Exercise brief: Reproduce, word for word, the stretch of the piece on skin color in Jamaica below, from "Some time ago" up to and including "like motor oil.".

Text section:
-------------------------

Some time ago I was at a supermarket in Havendale, St. Andrew, when a genuine (as in unbleached and head hair straight but apparently unprocessed, implying that the same grade matting covers parts heading further south) browning reminded me of one of the peculiarities of skin colour in Jamaica.

Or, rather, one of the peculiar behavioural patterns of some of the light of skin among us. She was not speaking to me, but to everybody from the aisle with mackerel and sardine to the one with banana chips and bread - and that is a widespread of tastes and distance, with delicacies like motor oil.

Okay, she was not addressing us directly. On the face of it she was speaking to someone on her cellular phone, but make no mistake about it, her very loud message was meant for all within earshot. But not within sight - at least, her sight. 'Cause she did not see us. She was aware that other bodies were around, naturally, but she did not see us - deliberately.

I have found that many light-skinned black Jamaicans are rather loud persons, light and noisy, as I think of them. Their voices are tuned to a particular pitch and volume above normal conversation, but falling just short of outright shouting, their thoughts and concerns of the moment expressed in standard English for all to hear.

All this is done while totally ignoring the darker of hue within earshot and line of sight.

Defence mechanism

I once found it annoying, but now it amuses me, because I see it for what it is and what I understand rarely infuriates me. This light and noisy behaviour (by, it must be emphasised, some, but not all) of the light-skinned Jamaicans, is another defence mechanism by a minority, defence by tried and trusted way of attack. If someone can speak so loudly and, apparently, confidently with not a thought for those around them, then they must be special beings, I figure the psychology of the loud chatter is.

It is not new behaviour, either, as I read a novel set before Emancipation (can't remember the name, unfortunately) where the white folk would speak about the blacks, some of whom were naturally their servants at the dining table, as if they were not there, dealing the double blow of degrading them verbally and also acting as if they did not exist.

-------------------------

Source data:
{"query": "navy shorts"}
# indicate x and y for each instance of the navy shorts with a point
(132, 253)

-------------------------

Solution to the exercise:
Some time ago I was at a supermarket in Havendale, St. Andrew, when a genuine (as in unbleached and head hair straight but apparently unprocessed, implying that the same grade matting covers parts heading further south) browning reminded me of one of the peculiarities of skin colour in Jamaica.

Or, rather, one of the peculiar behavioural patterns of some of the light of skin among us. She was not speaking to me, but to everybody from the aisle with mackerel and sardine to the one with banana chips and bread - and that is a widespread of tastes and distance, with delicacies like motor oil.